* Start *

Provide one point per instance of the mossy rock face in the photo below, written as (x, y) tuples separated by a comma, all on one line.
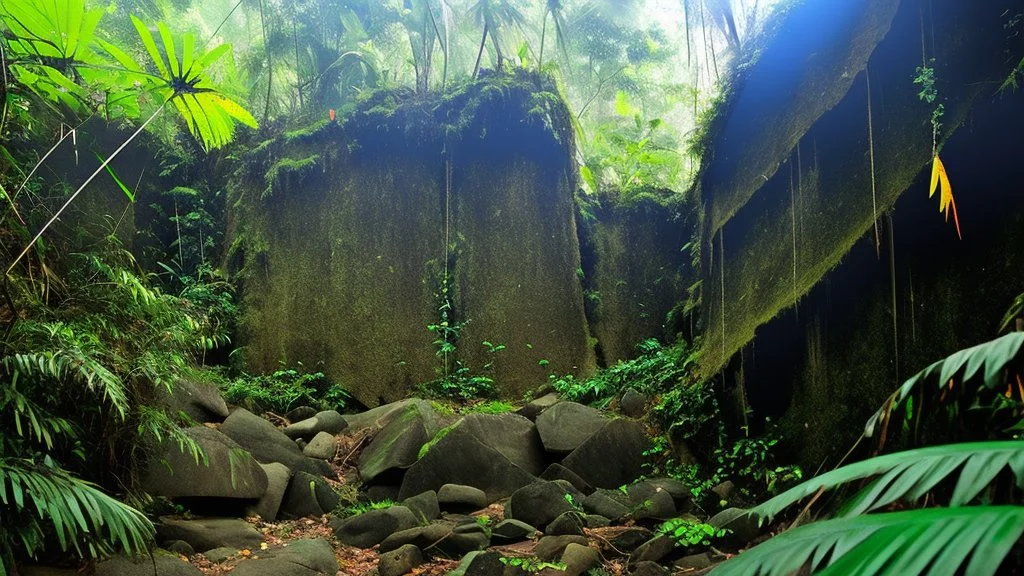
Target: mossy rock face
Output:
[(342, 234), (766, 249), (636, 271)]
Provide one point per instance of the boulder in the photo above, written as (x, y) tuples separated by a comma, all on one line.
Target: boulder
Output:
[(229, 472), (218, 556), (534, 408), (300, 413), (693, 563), (512, 435), (647, 568), (371, 528), (308, 495), (558, 471), (680, 493), (656, 504), (377, 417), (579, 559), (652, 550), (398, 562), (422, 536), (480, 564), (550, 548), (742, 526), (161, 564), (610, 457), (397, 444), (461, 498), (567, 424), (200, 401), (208, 533), (324, 446), (633, 404), (329, 420), (538, 503), (608, 505), (267, 444), (461, 458), (512, 531), (299, 558), (566, 524), (278, 479), (623, 540), (424, 505)]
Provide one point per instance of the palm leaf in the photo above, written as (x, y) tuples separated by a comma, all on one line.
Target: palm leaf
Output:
[(936, 541), (988, 365), (908, 476)]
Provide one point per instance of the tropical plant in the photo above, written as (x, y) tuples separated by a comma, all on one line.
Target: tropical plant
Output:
[(974, 534), (497, 16), (971, 540)]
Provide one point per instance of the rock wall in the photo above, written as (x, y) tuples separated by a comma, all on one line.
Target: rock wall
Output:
[(342, 234), (637, 272), (767, 246)]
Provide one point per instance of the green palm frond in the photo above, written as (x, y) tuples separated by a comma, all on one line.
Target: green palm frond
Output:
[(988, 366), (909, 475), (209, 115), (927, 541), (77, 513)]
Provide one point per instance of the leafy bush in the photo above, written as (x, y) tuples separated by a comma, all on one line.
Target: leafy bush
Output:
[(286, 389)]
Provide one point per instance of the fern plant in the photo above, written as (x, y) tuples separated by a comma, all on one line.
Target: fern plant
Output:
[(974, 535)]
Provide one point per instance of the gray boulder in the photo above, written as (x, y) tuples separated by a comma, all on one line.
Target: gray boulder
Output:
[(534, 408), (208, 533), (299, 558), (538, 503), (461, 498), (512, 435), (579, 559), (278, 479), (162, 564), (230, 472), (398, 562), (397, 444), (550, 548), (567, 424), (422, 536), (323, 446), (633, 404), (377, 417), (308, 495), (610, 457), (200, 401), (267, 444), (461, 458), (371, 528), (424, 505), (329, 420)]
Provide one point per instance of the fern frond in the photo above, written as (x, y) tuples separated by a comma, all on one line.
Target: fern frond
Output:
[(927, 541), (81, 517), (909, 475)]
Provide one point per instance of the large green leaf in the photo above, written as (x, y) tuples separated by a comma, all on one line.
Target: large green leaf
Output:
[(908, 476), (935, 541), (986, 366)]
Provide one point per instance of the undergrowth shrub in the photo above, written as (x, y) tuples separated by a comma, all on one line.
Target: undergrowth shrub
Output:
[(285, 389)]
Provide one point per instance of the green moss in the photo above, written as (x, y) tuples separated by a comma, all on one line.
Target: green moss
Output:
[(289, 171), (437, 438)]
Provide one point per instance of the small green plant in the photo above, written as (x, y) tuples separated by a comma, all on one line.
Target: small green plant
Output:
[(357, 508), (285, 389), (531, 565), (690, 533), (489, 407)]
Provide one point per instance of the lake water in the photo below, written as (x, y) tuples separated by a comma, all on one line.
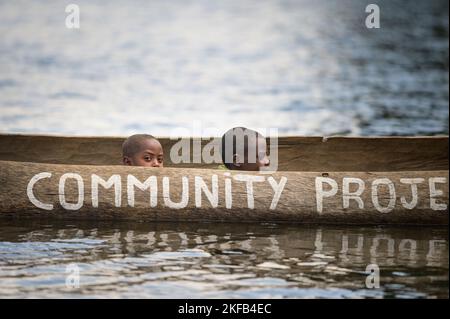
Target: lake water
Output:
[(206, 260), (304, 67)]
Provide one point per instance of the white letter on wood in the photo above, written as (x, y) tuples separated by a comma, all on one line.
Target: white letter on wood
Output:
[(320, 193), (414, 199), (114, 180), (356, 195), (30, 193), (151, 183), (184, 193), (249, 180), (278, 189), (436, 192), (62, 196), (375, 201), (200, 186)]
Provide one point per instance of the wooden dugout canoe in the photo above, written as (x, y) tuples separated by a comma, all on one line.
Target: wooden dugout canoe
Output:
[(392, 180)]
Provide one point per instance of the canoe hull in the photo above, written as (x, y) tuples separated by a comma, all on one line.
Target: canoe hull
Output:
[(34, 190)]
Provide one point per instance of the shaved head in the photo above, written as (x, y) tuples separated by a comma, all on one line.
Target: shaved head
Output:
[(135, 143)]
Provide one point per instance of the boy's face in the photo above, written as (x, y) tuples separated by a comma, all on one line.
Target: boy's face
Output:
[(150, 155), (253, 164)]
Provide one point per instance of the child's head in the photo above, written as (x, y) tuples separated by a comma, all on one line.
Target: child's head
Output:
[(244, 149), (142, 150)]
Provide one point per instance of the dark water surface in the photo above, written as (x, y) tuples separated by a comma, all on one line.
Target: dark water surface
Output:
[(304, 67), (206, 260)]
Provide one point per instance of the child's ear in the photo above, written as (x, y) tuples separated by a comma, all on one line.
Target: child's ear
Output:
[(126, 161), (237, 160)]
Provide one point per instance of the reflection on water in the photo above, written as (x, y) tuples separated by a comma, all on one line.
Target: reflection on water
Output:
[(205, 260), (305, 67)]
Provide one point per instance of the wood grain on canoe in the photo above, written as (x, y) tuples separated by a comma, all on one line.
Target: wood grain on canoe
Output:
[(336, 154), (385, 197)]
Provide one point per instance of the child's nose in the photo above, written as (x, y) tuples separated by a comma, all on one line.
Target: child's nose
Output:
[(156, 163)]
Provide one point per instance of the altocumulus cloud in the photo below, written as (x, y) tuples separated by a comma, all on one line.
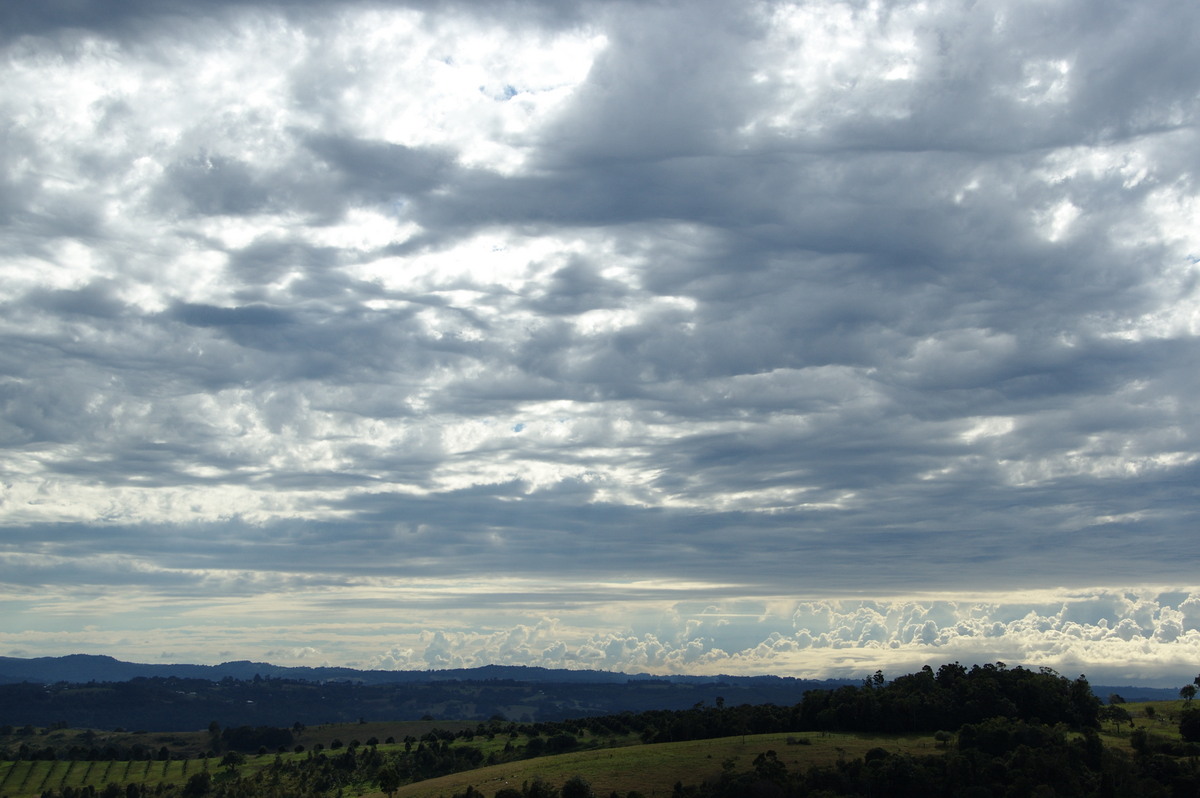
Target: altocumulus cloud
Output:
[(798, 337)]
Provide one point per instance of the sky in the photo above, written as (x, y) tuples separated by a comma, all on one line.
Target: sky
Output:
[(687, 336)]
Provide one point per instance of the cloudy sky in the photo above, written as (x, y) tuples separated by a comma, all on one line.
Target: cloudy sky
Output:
[(681, 336)]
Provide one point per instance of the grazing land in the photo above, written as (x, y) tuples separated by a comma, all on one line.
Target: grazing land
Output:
[(1007, 731)]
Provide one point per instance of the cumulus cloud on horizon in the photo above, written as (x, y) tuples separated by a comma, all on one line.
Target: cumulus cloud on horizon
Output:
[(465, 318)]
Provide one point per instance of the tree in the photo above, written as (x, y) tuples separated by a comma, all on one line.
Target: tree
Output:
[(1116, 714), (1189, 725), (233, 760)]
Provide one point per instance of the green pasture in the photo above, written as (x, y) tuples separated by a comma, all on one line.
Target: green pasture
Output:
[(654, 769)]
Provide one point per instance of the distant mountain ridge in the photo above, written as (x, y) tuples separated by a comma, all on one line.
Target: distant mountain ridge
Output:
[(82, 669), (96, 667)]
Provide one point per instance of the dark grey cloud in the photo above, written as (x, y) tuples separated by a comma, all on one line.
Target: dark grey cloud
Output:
[(657, 312)]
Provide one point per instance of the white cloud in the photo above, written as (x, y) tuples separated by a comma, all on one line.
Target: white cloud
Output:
[(604, 313)]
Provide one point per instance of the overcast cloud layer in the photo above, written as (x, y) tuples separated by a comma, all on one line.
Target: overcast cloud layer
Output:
[(748, 337)]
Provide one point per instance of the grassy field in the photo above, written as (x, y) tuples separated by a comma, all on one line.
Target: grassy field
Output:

* End *

Please turn all the records above into a JSON list of strings, one string per line, with blank lines left out. Leave the pictures out of the list.

[
  "Provide one point per instance of the mossy rock face in the photo below, written as (x, y) tuples separated by a comma, all on one line.",
  "Target: mossy rock face",
  "Output:",
  "[(342, 234), (766, 249), (636, 271)]",
  "Provide one point per instance of the boulder in the photo above, written as (x, y) tuples separated by a comma, all on one line.",
  "Target: boulder",
  "Output:",
  "[(229, 472), (218, 556), (534, 408), (300, 413), (693, 563), (512, 435), (647, 568), (371, 528), (308, 495), (558, 471), (680, 493), (656, 504), (377, 417), (579, 559), (652, 550), (398, 562), (422, 536), (480, 564), (550, 548), (742, 526), (161, 564), (610, 457), (397, 444), (461, 498), (567, 424), (200, 401), (208, 533), (324, 446), (633, 404), (329, 420), (538, 503), (608, 505), (267, 444), (461, 458), (512, 531), (299, 558), (566, 524), (278, 479), (623, 540), (424, 505)]",
  "Provide one point per instance of the palm leaf in the photo above, written as (x, y) tuples separated by a comma, all on one line.",
  "Target: palm leaf",
  "Output:",
  "[(936, 541), (988, 365), (908, 476)]",
  "Provide one point per instance of the tropical plant in the photo above, written as (x, y) tuples separated by a comma, all on one line.",
  "Target: tropical plant",
  "Output:",
  "[(974, 534), (497, 16), (971, 540)]",
  "Provide one point per instance of the rock wall in the photo above, written as (x, y) tuples separated by a comma, all on one line.",
  "Target: rock wall",
  "Output:",
  "[(342, 234), (637, 272), (767, 246)]",
  "Provide one point per instance of the green palm frond in the photo above, written as (x, y) tuples separated by a comma, all on one line.",
  "Target: green palm frond",
  "Output:",
  "[(988, 366), (909, 475), (209, 115), (927, 541), (77, 513)]",
  "Provide one point per instance of the leafy bush in the photo above, written as (x, y) tuples separated by a comma, all on one line.",
  "Target: leafy bush",
  "Output:",
  "[(286, 389)]",
  "Provide one point per instance of the fern plant in the photo above, written as (x, y) tuples separated by a comma, all on one line.",
  "Target: fern plant",
  "Output:",
  "[(974, 535)]",
  "Provide one point per instance of the gray boulder in the photo above, written as (x, y) tuples separated by a comma, all on one line.",
  "Target: gray boulder",
  "Output:",
  "[(534, 408), (208, 533), (299, 558), (538, 503), (461, 498), (512, 435), (579, 559), (278, 479), (162, 564), (230, 472), (398, 562), (397, 444), (550, 548), (567, 424), (422, 536), (323, 446), (633, 404), (377, 417), (308, 495), (610, 457), (200, 401), (267, 444), (461, 458), (371, 528), (424, 505), (329, 420)]",
  "Provide one point per instance of the fern frond in the photo above, written as (x, y) tuples separated by a comma, all on one line.",
  "Target: fern frond",
  "Output:",
  "[(927, 541), (81, 517), (909, 475)]",
  "Provide one point per instance of the large green leaf in the photo above, written as (x, y) tuples separated by a comma, all on one line.",
  "Target: large green leaf",
  "Output:",
  "[(908, 476), (935, 541), (986, 366)]",
  "Provide one point per instance of the undergrowth shrub in the photo above, written as (x, y) tuples separated by a comma, all on one line.",
  "Target: undergrowth shrub",
  "Output:",
  "[(285, 389)]",
  "Provide one point per instance of the green moss in the photo above, written as (x, y) tuples separated by a comma, all on one line.",
  "Target: green moss",
  "Output:",
  "[(289, 171), (437, 438)]",
  "Provide one point per instance of the small green plant in the photo above, written as (x, y) tuples separated by a comma, all on one line.",
  "Target: small green plant",
  "Output:",
  "[(357, 508), (285, 389), (531, 565), (690, 533), (489, 407)]",
  "Provide one point per instance of the lake water in the photo below, written as (x, y) tuples separated by a comma, all on one line.",
  "Target: lake water",
  "Output:",
  "[(206, 260), (304, 67)]",
  "Provide one point per instance of the white letter on wood in the photo above, written as (x, y) tuples separated by a comma, all on one line.",
  "Target: white letter on wood",
  "Output:",
  "[(320, 193), (414, 199), (114, 180), (356, 195), (30, 193), (151, 183), (184, 193), (249, 180), (278, 189), (436, 192), (62, 196), (375, 201), (200, 186)]",
  "Provide one point per instance of the wooden dugout canoe in the photo above, written as (x, y) tuples separated by a comma, all on one line.",
  "Target: wooden dugout canoe",
  "Output:",
  "[(392, 180)]",
  "Provide one point per instance of the canoe hull in the photo above, written as (x, y) tuples separated by a comma, all on one line.",
  "Target: canoe hull",
  "Output:",
  "[(34, 190)]",
  "Provide one point per instance of the shaved head in the photo above, written as (x, y) tuples separated by a comma, all on one line.",
  "Target: shaved head",
  "Output:",
  "[(135, 143)]",
  "Provide one point per instance of the boy's face in the photo above, written as (x, y) tuples separated by a comma, all on one line.",
  "Target: boy's face",
  "Output:",
  "[(150, 155), (253, 164)]",
  "Provide one point per instance of the child's head in the photo above, written as (x, y) tuples separated by a comma, all on one line.",
  "Target: child's head",
  "Output:",
  "[(244, 149), (142, 150)]",
  "Provide one point per instance of the dark water surface in the photo above, written as (x, y) tuples separated by a comma, all on one line.",
  "Target: dark water surface",
  "Output:",
  "[(304, 67), (206, 260)]",
  "Provide one point per instance of the child's ear in the photo above, written as (x, y) tuples separated by a comma, all on one line.",
  "Target: child's ear",
  "Output:",
  "[(126, 161), (237, 160)]",
  "Provide one point per instance of the reflection on water in the photo above, written as (x, y) tuples separated by a comma, all on one line.",
  "Target: reflection on water",
  "Output:",
  "[(205, 260), (305, 67)]",
  "Provide one point per instance of the wood grain on canoe in the photo above, written as (x, y) tuples separated by a comma, all on one line.",
  "Target: wood grain on canoe",
  "Output:",
  "[(336, 154), (385, 197)]",
  "Provide one point per instance of the child's nose in the photo above, written as (x, y) tuples separated by a comma, all on one line.",
  "Target: child's nose",
  "Output:",
  "[(156, 163)]",
  "Provide one point per instance of the altocumulus cloud in the photo below, written as (x, y) tuples separated by a comma, all on one line.",
  "Target: altocumulus cloud",
  "Output:",
  "[(798, 337)]",
  "Provide one point per instance of the sky in the photo above, written as (x, y) tuples separated by a comma, all on one line.",
  "Target: sky",
  "Output:",
  "[(687, 336)]",
  "Provide one point per instance of the cloudy sky in the photo above, written as (x, y) tuples separated by a comma, all on one line.",
  "Target: cloudy sky",
  "Output:",
  "[(681, 336)]",
  "Provide one point per instance of the grazing land in the photo above, written as (x, y) tuples separated by a comma, all on one line.",
  "Target: grazing land",
  "Output:",
  "[(1007, 731)]",
  "Provide one point per instance of the cumulus cloud on horizon in the photo above, written as (x, y) tuples separated by a comma, all on one line.",
  "Target: cumulus cloud on horizon",
  "Output:",
  "[(465, 318)]",
  "Provide one point per instance of the tree in the photo above, written as (x, y) tuples separated by a comma, all on one line.",
  "Target: tree",
  "Output:",
  "[(1116, 714), (1189, 725), (233, 760)]",
  "Provide one point per instance of the green pasture in the photo above, written as (x, y) tuples separated by a comma, all on one line.",
  "Target: green pasture",
  "Output:",
  "[(654, 769)]",
  "Provide one point per instance of the distant mountain ridge in the photo above, written as (x, y) tuples separated by a comma, all on one line.",
  "Target: distant mountain ridge",
  "Output:",
  "[(82, 669), (96, 667)]",
  "Provide one point per instance of the dark grey cloud in the photo above, written as (x, y) tuples separated by a comma, all on one line.",
  "Target: dark grey cloud",
  "Output:",
  "[(657, 312)]",
  "Provide one point per instance of the white cloud in the photo above, written as (x, y) tuples separated by a comma, all on one line.",
  "Target: white cloud",
  "Output:",
  "[(604, 313)]",
  "Provide one point per instance of the overcast cloud layer in the photo above, written as (x, y) tuples separated by a comma, all on one line.",
  "Target: overcast cloud layer",
  "Output:",
  "[(748, 337)]",
  "Provide one point per instance of the grassy field in the photo above, written as (x, y) tuples separated by a comma, all on one line.",
  "Target: grassy field",
  "Output:"
]